PROBLEM DESCRIPTION –
Please copy the data below line for line, without the pictures.

········

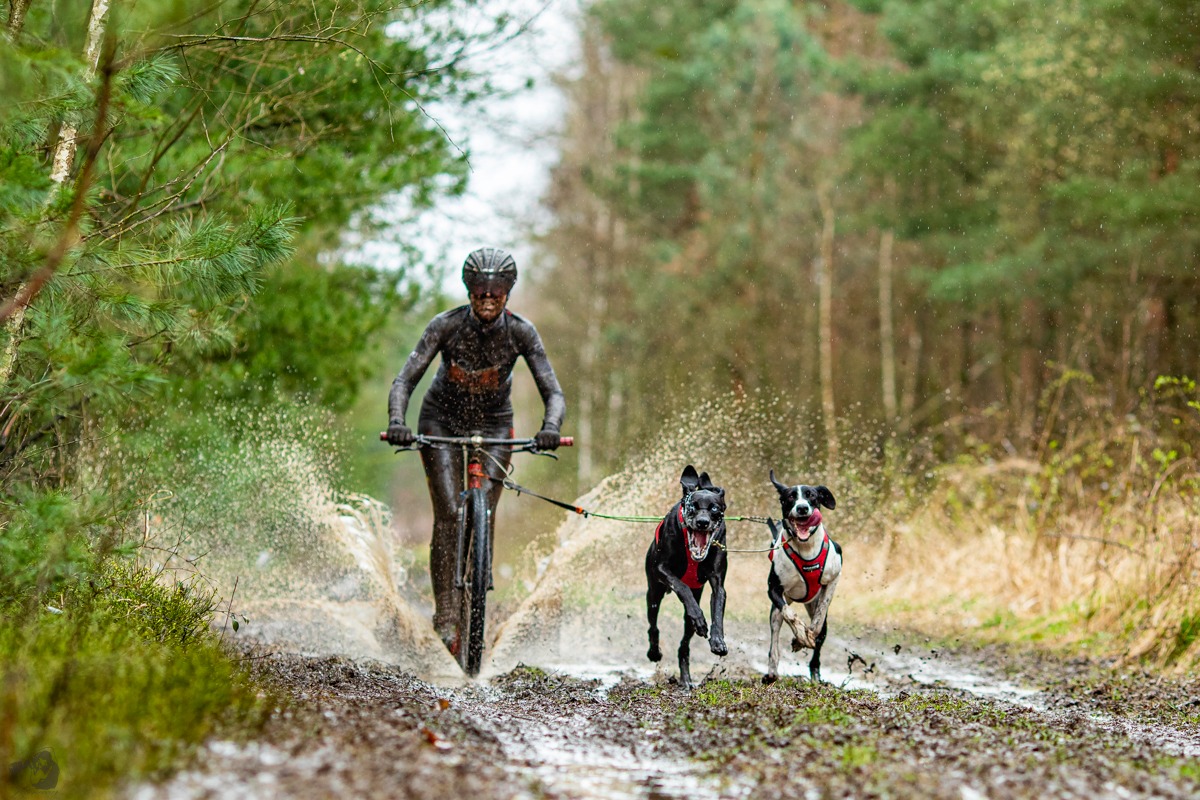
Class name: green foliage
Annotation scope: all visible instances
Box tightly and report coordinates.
[0,0,494,796]
[0,561,274,796]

········

THE SOLUTION –
Class name: green foliage
Annotation scope: all visible instances
Box tightly and report coordinates.
[0,0,494,796]
[0,561,274,796]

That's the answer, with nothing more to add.